____ GIVEN INFORMATION

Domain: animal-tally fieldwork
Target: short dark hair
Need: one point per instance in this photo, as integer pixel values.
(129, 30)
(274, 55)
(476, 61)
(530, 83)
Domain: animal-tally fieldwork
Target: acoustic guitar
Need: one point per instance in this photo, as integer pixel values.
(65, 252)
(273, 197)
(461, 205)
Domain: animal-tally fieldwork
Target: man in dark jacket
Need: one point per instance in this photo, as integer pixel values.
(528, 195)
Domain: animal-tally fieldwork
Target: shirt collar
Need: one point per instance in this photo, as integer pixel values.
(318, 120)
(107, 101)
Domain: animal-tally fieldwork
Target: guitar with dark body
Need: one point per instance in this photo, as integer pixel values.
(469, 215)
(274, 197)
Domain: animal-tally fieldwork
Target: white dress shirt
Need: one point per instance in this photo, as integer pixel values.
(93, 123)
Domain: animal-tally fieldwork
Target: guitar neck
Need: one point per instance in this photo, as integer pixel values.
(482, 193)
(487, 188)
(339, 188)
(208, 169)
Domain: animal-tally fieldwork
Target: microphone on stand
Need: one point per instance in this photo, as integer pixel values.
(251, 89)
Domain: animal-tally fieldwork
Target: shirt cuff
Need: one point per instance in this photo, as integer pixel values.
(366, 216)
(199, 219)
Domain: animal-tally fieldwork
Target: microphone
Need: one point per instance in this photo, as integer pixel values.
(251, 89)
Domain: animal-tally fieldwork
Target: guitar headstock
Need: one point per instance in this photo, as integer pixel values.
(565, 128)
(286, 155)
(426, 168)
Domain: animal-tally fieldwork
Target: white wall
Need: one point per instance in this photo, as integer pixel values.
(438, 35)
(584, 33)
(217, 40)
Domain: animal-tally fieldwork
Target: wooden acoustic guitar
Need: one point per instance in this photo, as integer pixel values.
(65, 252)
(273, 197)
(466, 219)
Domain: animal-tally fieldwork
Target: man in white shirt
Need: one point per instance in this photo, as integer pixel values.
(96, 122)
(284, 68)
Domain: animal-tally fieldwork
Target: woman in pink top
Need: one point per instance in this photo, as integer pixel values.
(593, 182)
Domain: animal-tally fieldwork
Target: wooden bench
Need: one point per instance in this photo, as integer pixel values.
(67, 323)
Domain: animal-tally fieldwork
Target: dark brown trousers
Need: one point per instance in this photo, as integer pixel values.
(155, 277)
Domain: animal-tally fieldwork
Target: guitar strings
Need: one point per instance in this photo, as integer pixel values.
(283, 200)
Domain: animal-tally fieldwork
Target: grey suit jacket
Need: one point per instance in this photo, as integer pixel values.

________

§ **REQUIREMENT**
Lines containing the word "white" are to be pulled from the records and copied.

§ **RESULT OF THIS TASK**
Target: white dress shirt
Target: white wall
Target: man in white shirt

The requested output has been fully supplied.